-- START OF Material supplied --

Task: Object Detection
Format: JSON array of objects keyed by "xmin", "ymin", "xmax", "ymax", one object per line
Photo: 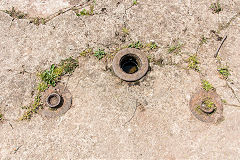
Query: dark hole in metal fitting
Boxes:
[
  {"xmin": 200, "ymin": 101, "xmax": 216, "ymax": 114},
  {"xmin": 120, "ymin": 54, "xmax": 140, "ymax": 74},
  {"xmin": 47, "ymin": 93, "xmax": 62, "ymax": 108}
]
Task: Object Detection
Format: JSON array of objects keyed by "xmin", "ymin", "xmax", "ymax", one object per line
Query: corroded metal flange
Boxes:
[
  {"xmin": 39, "ymin": 84, "xmax": 72, "ymax": 118},
  {"xmin": 112, "ymin": 48, "xmax": 149, "ymax": 82},
  {"xmin": 190, "ymin": 90, "xmax": 223, "ymax": 123}
]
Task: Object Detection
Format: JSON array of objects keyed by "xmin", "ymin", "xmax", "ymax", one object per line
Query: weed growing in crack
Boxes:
[
  {"xmin": 168, "ymin": 43, "xmax": 183, "ymax": 54},
  {"xmin": 20, "ymin": 57, "xmax": 78, "ymax": 120},
  {"xmin": 133, "ymin": 0, "xmax": 138, "ymax": 6},
  {"xmin": 80, "ymin": 48, "xmax": 93, "ymax": 57},
  {"xmin": 39, "ymin": 64, "xmax": 60, "ymax": 87},
  {"xmin": 94, "ymin": 48, "xmax": 106, "ymax": 60},
  {"xmin": 128, "ymin": 41, "xmax": 143, "ymax": 49},
  {"xmin": 5, "ymin": 7, "xmax": 27, "ymax": 19},
  {"xmin": 202, "ymin": 97, "xmax": 215, "ymax": 109},
  {"xmin": 218, "ymin": 66, "xmax": 231, "ymax": 79},
  {"xmin": 38, "ymin": 57, "xmax": 78, "ymax": 87},
  {"xmin": 210, "ymin": 2, "xmax": 222, "ymax": 14},
  {"xmin": 30, "ymin": 17, "xmax": 46, "ymax": 26},
  {"xmin": 188, "ymin": 55, "xmax": 200, "ymax": 72},
  {"xmin": 0, "ymin": 113, "xmax": 3, "ymax": 121},
  {"xmin": 20, "ymin": 93, "xmax": 42, "ymax": 120},
  {"xmin": 202, "ymin": 80, "xmax": 214, "ymax": 91},
  {"xmin": 57, "ymin": 57, "xmax": 79, "ymax": 75},
  {"xmin": 75, "ymin": 4, "xmax": 94, "ymax": 16},
  {"xmin": 149, "ymin": 42, "xmax": 158, "ymax": 50},
  {"xmin": 200, "ymin": 36, "xmax": 207, "ymax": 46},
  {"xmin": 221, "ymin": 99, "xmax": 227, "ymax": 104},
  {"xmin": 37, "ymin": 82, "xmax": 48, "ymax": 92},
  {"xmin": 122, "ymin": 27, "xmax": 129, "ymax": 35}
]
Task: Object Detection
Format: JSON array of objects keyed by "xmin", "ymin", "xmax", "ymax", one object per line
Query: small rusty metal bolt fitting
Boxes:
[
  {"xmin": 112, "ymin": 48, "xmax": 148, "ymax": 82},
  {"xmin": 47, "ymin": 93, "xmax": 61, "ymax": 108}
]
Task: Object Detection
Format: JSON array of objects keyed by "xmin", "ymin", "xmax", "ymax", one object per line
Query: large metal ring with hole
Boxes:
[
  {"xmin": 46, "ymin": 93, "xmax": 61, "ymax": 108},
  {"xmin": 112, "ymin": 48, "xmax": 149, "ymax": 82}
]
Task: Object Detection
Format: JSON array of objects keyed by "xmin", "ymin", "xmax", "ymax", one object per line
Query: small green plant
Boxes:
[
  {"xmin": 75, "ymin": 4, "xmax": 94, "ymax": 16},
  {"xmin": 38, "ymin": 57, "xmax": 78, "ymax": 87},
  {"xmin": 188, "ymin": 55, "xmax": 200, "ymax": 71},
  {"xmin": 80, "ymin": 48, "xmax": 93, "ymax": 57},
  {"xmin": 133, "ymin": 0, "xmax": 138, "ymax": 5},
  {"xmin": 59, "ymin": 57, "xmax": 79, "ymax": 76},
  {"xmin": 218, "ymin": 66, "xmax": 231, "ymax": 79},
  {"xmin": 200, "ymin": 36, "xmax": 207, "ymax": 45},
  {"xmin": 40, "ymin": 64, "xmax": 62, "ymax": 87},
  {"xmin": 5, "ymin": 7, "xmax": 27, "ymax": 19},
  {"xmin": 20, "ymin": 93, "xmax": 42, "ymax": 120},
  {"xmin": 0, "ymin": 113, "xmax": 3, "ymax": 121},
  {"xmin": 128, "ymin": 41, "xmax": 143, "ymax": 49},
  {"xmin": 145, "ymin": 42, "xmax": 158, "ymax": 50},
  {"xmin": 122, "ymin": 27, "xmax": 129, "ymax": 35},
  {"xmin": 89, "ymin": 4, "xmax": 94, "ymax": 15},
  {"xmin": 222, "ymin": 99, "xmax": 227, "ymax": 104},
  {"xmin": 202, "ymin": 97, "xmax": 215, "ymax": 109},
  {"xmin": 202, "ymin": 80, "xmax": 214, "ymax": 91},
  {"xmin": 37, "ymin": 82, "xmax": 48, "ymax": 92},
  {"xmin": 210, "ymin": 2, "xmax": 222, "ymax": 13},
  {"xmin": 94, "ymin": 48, "xmax": 106, "ymax": 60},
  {"xmin": 30, "ymin": 17, "xmax": 46, "ymax": 26},
  {"xmin": 168, "ymin": 43, "xmax": 183, "ymax": 54}
]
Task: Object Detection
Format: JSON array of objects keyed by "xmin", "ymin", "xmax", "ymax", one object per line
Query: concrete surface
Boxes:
[{"xmin": 0, "ymin": 0, "xmax": 240, "ymax": 160}]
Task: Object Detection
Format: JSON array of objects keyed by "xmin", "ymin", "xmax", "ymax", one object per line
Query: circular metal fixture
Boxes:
[
  {"xmin": 46, "ymin": 93, "xmax": 61, "ymax": 108},
  {"xmin": 39, "ymin": 84, "xmax": 72, "ymax": 118},
  {"xmin": 113, "ymin": 48, "xmax": 148, "ymax": 82},
  {"xmin": 190, "ymin": 90, "xmax": 223, "ymax": 123}
]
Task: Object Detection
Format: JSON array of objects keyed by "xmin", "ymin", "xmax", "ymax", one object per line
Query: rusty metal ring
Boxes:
[
  {"xmin": 112, "ymin": 48, "xmax": 149, "ymax": 82},
  {"xmin": 46, "ymin": 93, "xmax": 61, "ymax": 108}
]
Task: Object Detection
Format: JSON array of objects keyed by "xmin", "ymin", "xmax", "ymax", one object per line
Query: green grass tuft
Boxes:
[
  {"xmin": 168, "ymin": 43, "xmax": 183, "ymax": 54},
  {"xmin": 188, "ymin": 55, "xmax": 200, "ymax": 71},
  {"xmin": 210, "ymin": 2, "xmax": 222, "ymax": 13},
  {"xmin": 128, "ymin": 41, "xmax": 143, "ymax": 49},
  {"xmin": 218, "ymin": 66, "xmax": 231, "ymax": 79},
  {"xmin": 202, "ymin": 80, "xmax": 214, "ymax": 91},
  {"xmin": 94, "ymin": 48, "xmax": 106, "ymax": 60}
]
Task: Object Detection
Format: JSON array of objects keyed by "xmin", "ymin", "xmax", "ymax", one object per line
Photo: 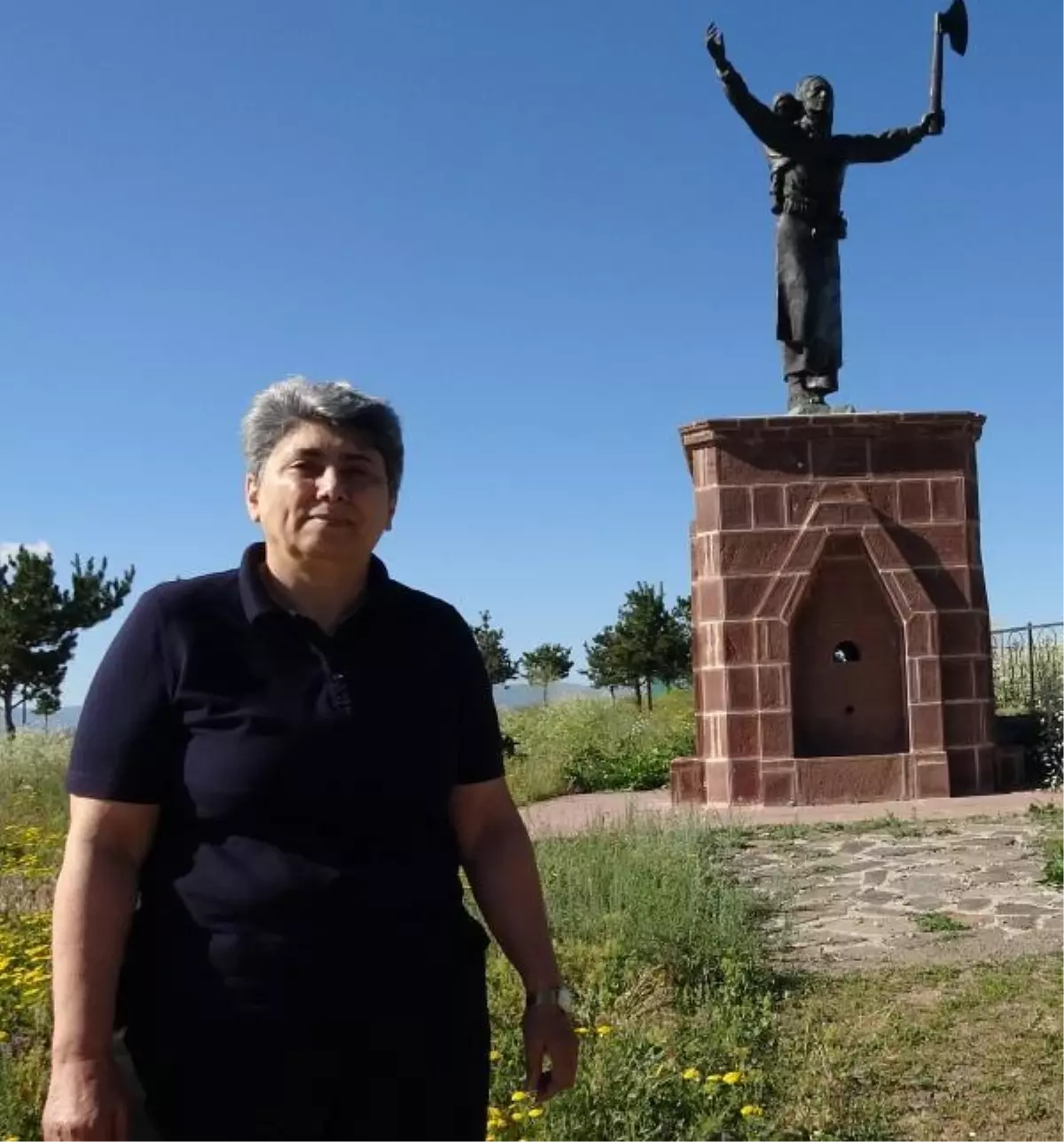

-- END OF Material supplied --

• _Exercise_: How many lines in the listing above contain the string "hole", with case counting? Reply with the number alone.

• _Task result_: 2